Discover the many additional benefits of utilizing surveys in parish development. This is leveraging – using one tactical method to achieve several things simultaneously.

Internet survey tools make it remarkably easy to gather and analyze information and opinion. But surveys can do much more important things than that in developing connections with parishioners.

Surveys can be scientific instruments offering statistically reliable guidance for important decisions. However, this article is not about that. It is about communication.


Parishioners are a vital resource of talent (special skill), energy (time) and treasure (funding). Engaging them meaningfully is essential to securing their engagement, commitment and support in fulfilling the mission of the parish.

One of the most powerful tools in working with parishioners, and especially in involving them more closely in parish life, is listening. While a comprehensive listening-based planning process takes considerable time and effort, a survey can be a low-level maintenance dose of planning.

Listening and acknowledging are most effective when done person to person. This is why every parish should have an ongoing major gifts program to cultivate prospective major donors as well as pastoral care, of course. One important element in launching a new program, adding needed staff or addressing capital needs beyond the operating budget is funding.

In a parish there are plenty of opportunities for one-to-one contact among parish council members, heads of organizations or ministries, staff, and key leaders within the community. In most parishes there are also large groups of parishioners or loosely affiliated Orthodox with whom there is little direct contact. The interest, support and enthusiasm of these constituencies can be vital to the sustained vitality, or even viability of the parish.

The two primary means of effectively serving parishioners are (1) providing programs, ministries and services of the highest quality and (2) making parishioners feel that their opinions and concerns are important to those in charge. And not necessarily in that order!


Since the priest and parish council members are not likely to be able to meet with or telephone each parishioner individually, a well-crafted survey can serve to establish a baseline level of communication. Unlike a newsletter, or other one-way means of communication, which may or may not be read, a survey offers many advantages:

  • Goodwill: The very notion of a survey is premised on asking rather than telling – always a good start for communication. The simple act of asking parishioners for their opinions and ideas creates good will.

  • Engagement: Simply by answering, responders are taking an active, if perhaps small, step into participation in the parish. If the survey is part of a planning process, it prepares parishioners who might not otherwise be engaged for their sense of ownership and support of the plan once it is complete.

  • Consensus: By participating, they are, to some extent, buying in to the objectives on which they are commenting.

  • Shaping perception: This must, of course be done convincingly. A good survey does not merely ask for free-ranging opinions and preconceptions. “Do we have the right mission?” or “How do you like x, y or z?” are not likely to offer useful insights or convey to parishioners that they are being taken seriously. However, a survey can frame questions to inform parishioners and adjust perceptions as they respond – e.g. by asking for ratings of importance of, and satisfaction with, specific programs, services, or aspects of mission.

  • Evaluating communication: Beyond informing parishioners about the parish’s values and accomplishments, it is also important to find out whether messages are getting through, and which communications work for various purposes and audiences. While survey responses may affect programs and services, sometimes feedback simply indicates where you aren’t communicating very well – either about achievements or about the importance of them. If you ask about issues at the core of your mission, and you get answers that surprise you, there are three possibilities: needs may have changed, your mission statement may need to be revisited, or you may need to refocus your communications to better educate your parishioners.

  • Segmentation: Perceptions may be very different among different demographic or geographic subgroups of parishioners, or across other categories (roles, duration of connection, interests). A survey may give some very clear information about the perceptions of, or what needs to be done better, or communicate more effectively to, subgroups you may not have thought about independently.

# [Your tasks]
1) According to the article on parish surveys, what three resources do parishioners represent?
2) Carry on the article about using surveys in parish development from the point where it stops.
The lines that come after this article on parish surveys have nothing to do with it.

# [Excerpted data]
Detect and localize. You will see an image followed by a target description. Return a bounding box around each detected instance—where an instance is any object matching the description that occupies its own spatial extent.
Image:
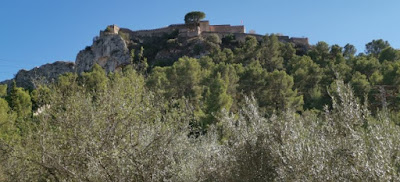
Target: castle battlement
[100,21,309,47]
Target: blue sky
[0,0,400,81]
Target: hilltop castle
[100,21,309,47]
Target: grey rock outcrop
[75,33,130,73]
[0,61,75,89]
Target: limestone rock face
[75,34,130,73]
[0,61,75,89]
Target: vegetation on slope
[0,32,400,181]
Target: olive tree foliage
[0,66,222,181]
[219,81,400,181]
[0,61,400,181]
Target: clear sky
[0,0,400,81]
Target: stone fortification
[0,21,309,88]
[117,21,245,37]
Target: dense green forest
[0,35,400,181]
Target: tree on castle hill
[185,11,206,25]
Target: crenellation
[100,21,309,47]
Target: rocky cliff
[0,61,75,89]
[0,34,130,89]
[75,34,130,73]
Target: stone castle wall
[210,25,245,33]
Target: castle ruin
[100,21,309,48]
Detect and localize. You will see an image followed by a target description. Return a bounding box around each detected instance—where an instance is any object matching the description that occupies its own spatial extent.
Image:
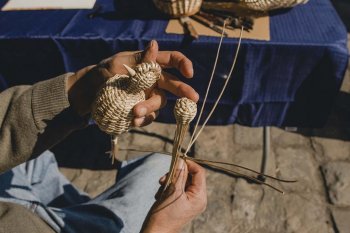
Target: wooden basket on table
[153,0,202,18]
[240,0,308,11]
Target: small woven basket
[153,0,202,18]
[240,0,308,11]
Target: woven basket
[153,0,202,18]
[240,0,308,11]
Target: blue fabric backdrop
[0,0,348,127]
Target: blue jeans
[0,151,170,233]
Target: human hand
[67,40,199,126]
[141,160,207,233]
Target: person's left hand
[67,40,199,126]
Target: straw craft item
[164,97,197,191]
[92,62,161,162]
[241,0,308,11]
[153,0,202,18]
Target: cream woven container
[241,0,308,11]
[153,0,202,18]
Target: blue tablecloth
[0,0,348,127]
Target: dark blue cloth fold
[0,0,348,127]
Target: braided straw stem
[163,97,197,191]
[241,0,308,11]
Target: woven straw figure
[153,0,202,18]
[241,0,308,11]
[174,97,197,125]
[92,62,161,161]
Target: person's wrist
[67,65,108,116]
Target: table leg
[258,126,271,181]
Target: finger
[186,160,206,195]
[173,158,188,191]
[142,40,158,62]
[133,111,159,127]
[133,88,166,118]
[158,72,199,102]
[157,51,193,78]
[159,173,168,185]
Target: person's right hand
...
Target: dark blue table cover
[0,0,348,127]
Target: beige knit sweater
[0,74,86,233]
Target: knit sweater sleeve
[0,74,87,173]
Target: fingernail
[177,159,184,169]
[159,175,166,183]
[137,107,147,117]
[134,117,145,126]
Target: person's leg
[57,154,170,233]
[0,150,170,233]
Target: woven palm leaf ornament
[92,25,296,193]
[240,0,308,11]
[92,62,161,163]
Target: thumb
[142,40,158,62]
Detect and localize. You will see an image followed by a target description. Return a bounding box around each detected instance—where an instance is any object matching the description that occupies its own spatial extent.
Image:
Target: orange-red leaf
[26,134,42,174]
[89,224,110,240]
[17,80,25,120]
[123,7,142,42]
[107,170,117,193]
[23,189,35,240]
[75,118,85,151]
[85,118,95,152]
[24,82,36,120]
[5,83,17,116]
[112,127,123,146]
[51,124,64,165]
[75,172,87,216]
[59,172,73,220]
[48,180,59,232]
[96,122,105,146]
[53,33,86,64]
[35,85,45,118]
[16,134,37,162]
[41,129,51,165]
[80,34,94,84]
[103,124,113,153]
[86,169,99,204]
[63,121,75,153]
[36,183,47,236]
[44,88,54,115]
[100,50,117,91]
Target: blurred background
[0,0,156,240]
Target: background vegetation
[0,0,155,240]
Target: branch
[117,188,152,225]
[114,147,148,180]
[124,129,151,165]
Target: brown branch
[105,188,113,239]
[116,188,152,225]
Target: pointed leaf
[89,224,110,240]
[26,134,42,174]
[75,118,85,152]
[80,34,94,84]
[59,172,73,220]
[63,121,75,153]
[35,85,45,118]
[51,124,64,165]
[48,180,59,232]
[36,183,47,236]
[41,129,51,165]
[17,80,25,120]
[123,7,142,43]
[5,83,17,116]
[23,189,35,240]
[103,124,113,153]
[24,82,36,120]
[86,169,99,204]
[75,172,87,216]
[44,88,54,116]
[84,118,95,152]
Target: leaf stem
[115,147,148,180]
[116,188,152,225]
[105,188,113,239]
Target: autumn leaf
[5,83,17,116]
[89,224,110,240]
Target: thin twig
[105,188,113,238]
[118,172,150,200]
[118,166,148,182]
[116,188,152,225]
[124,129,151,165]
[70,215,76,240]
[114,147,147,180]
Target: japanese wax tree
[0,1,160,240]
* * *
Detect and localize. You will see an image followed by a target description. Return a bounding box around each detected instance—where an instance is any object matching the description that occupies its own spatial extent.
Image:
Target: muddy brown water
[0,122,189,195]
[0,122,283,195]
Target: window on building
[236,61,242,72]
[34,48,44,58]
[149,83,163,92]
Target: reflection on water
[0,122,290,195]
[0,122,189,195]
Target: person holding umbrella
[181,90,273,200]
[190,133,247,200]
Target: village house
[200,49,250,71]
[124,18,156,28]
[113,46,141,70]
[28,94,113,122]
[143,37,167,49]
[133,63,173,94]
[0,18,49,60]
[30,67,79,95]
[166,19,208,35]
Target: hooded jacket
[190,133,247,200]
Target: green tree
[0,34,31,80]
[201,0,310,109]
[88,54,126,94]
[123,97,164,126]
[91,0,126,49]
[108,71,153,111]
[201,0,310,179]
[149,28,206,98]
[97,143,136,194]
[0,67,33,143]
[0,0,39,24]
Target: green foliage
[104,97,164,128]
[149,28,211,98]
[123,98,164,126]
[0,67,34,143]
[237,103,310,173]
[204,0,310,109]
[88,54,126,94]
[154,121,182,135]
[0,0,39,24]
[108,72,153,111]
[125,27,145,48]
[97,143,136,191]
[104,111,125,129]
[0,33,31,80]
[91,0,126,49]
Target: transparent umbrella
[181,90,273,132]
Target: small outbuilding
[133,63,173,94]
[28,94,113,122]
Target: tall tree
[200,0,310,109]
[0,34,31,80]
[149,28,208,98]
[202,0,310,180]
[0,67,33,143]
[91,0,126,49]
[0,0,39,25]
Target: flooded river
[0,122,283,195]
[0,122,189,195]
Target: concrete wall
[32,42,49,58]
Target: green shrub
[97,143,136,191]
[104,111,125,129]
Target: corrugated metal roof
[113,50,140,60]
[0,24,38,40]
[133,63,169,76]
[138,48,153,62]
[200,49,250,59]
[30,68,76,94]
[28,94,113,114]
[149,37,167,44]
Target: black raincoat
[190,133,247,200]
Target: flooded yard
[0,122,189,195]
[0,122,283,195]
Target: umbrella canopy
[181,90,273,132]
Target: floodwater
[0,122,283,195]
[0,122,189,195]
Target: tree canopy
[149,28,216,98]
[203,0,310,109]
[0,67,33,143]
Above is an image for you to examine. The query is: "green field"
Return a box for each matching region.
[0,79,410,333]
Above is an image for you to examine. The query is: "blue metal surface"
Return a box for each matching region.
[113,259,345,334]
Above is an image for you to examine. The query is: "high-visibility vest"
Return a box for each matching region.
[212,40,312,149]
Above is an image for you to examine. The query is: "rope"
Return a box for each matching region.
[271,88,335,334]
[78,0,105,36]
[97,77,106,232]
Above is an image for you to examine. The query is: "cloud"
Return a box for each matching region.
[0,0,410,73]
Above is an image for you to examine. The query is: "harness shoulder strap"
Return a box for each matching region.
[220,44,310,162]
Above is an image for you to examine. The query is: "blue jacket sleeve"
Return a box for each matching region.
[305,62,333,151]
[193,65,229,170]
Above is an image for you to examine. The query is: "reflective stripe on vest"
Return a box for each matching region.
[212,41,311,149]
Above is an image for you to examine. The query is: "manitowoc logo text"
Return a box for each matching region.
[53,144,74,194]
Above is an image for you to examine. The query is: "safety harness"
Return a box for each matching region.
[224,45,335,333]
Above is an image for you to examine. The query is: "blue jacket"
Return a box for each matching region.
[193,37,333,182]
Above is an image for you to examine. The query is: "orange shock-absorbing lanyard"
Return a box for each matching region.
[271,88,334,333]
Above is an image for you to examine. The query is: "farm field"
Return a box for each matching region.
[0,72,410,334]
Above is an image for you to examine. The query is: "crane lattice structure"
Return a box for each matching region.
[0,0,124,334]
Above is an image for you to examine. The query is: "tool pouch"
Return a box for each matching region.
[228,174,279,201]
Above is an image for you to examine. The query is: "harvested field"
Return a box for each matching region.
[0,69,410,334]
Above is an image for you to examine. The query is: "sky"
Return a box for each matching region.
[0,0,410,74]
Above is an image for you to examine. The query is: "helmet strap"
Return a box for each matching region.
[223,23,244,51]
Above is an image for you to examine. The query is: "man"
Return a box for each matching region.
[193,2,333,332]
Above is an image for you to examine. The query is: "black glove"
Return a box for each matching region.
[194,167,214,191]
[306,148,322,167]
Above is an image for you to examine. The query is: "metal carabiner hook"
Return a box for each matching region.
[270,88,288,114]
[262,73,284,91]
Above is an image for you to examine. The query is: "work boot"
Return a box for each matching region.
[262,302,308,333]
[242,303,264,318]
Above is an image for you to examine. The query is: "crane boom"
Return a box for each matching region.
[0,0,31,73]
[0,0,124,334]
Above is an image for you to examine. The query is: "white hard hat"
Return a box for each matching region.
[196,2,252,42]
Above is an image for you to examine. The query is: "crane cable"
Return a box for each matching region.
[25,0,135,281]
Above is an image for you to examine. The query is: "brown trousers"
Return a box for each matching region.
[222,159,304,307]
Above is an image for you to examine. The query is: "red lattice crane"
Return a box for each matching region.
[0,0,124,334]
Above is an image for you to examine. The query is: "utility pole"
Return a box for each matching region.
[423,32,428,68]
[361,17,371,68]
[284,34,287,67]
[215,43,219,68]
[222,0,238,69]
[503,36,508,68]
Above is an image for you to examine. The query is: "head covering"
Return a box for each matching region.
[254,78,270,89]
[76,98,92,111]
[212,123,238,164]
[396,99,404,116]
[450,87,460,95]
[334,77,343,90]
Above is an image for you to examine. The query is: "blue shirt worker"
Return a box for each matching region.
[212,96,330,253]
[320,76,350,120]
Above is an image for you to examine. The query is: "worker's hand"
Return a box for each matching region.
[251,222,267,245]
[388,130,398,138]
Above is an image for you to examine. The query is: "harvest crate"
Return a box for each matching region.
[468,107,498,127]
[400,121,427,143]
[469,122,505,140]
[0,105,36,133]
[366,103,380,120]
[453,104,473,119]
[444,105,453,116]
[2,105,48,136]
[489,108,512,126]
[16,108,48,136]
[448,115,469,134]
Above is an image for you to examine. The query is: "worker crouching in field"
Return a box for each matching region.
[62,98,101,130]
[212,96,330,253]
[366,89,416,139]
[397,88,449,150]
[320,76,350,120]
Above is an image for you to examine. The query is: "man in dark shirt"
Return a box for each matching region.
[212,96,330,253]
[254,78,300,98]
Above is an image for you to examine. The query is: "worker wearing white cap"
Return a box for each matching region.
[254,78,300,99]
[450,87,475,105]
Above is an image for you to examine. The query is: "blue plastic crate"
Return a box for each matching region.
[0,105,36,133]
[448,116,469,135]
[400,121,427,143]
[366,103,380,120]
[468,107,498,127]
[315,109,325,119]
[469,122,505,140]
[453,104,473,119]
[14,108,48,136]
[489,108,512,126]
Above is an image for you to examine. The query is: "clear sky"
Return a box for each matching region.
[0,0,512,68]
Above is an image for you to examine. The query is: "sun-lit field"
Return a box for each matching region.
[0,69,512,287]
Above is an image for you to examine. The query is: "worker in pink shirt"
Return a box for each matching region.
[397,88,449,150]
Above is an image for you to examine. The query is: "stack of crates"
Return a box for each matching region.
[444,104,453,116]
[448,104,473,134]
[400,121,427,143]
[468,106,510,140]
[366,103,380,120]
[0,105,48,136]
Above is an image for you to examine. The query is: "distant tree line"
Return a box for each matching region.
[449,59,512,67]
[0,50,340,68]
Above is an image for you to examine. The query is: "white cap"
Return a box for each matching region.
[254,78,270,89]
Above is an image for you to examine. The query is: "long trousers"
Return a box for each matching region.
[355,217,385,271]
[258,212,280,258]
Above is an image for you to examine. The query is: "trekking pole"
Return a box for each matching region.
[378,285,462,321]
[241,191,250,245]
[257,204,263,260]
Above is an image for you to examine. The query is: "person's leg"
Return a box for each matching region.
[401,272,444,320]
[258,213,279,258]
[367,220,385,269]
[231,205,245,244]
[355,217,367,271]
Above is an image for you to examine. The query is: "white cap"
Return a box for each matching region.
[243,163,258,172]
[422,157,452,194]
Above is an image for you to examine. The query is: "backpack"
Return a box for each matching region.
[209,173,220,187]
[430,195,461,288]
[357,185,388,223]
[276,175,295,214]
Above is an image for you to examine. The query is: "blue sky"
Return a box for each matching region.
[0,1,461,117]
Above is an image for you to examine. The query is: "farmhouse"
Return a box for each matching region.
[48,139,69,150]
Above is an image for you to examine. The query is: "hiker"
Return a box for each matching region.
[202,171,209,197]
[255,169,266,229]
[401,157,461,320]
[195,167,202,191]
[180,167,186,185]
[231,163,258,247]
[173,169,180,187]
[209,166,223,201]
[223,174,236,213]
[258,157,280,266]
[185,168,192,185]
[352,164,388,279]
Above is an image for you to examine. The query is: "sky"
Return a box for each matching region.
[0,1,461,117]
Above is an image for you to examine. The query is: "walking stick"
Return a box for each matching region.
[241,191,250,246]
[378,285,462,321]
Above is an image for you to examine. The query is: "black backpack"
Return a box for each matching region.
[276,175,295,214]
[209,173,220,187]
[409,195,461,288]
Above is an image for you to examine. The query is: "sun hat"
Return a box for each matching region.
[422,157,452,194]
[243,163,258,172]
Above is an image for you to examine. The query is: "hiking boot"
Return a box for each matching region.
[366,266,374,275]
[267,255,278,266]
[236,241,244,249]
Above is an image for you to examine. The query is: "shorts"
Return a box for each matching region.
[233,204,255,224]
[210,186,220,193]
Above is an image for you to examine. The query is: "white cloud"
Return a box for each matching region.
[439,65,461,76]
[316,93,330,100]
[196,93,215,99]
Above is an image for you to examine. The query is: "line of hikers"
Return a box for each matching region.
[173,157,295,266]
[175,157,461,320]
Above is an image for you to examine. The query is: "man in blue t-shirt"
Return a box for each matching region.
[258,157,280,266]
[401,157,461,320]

# [Answers to the exercise]
1) Talent (special skill), energy (time) and treasure (funding).

2)
  • Support: By means of all of the above, a survey can help to prepare parishioners to contribute more generously to stewardship and other fundraising efforts.

Sometimes parish leaders say that they did a survey a couple of years ago and don’t want to impose on their parishioners again so soon. This hesitation is based in a misunderstanding. The old, long paper survey – or the commercial online customer service or market research survey that has 17 questions on subtle distinctions that you didn’t notice and couldn’t care less about – could indeed be an annoyance or a burden. But if you are surveying parishioners about some aspect of parish life with which they have already developed some level of commitment, and you are using simple online tools, the rules are different. If your surveys are reasonably brief, and if they seem meaningful, regular or even frequent surveys can be an asset.

In order for these objectives to be achieved, surveys must be carefully constructed and analyzed, and the parish must report back to the participants about voices heard, as well as lessons learned and actions taken from them. If the parish fails to report back to parishioners messages heard, lessons learned, and perhaps misconceptions clarified or little known facts conveyed, the net effect of a survey will be to reduce, rather than increase, the sense of transparency and responsiveness.

The value of these ideas about surveys can be corroborated from another perspective. While surveys play a very different role, they share a good bit with the phenomenon of social media in terms of the critical importance of engaging parishioners.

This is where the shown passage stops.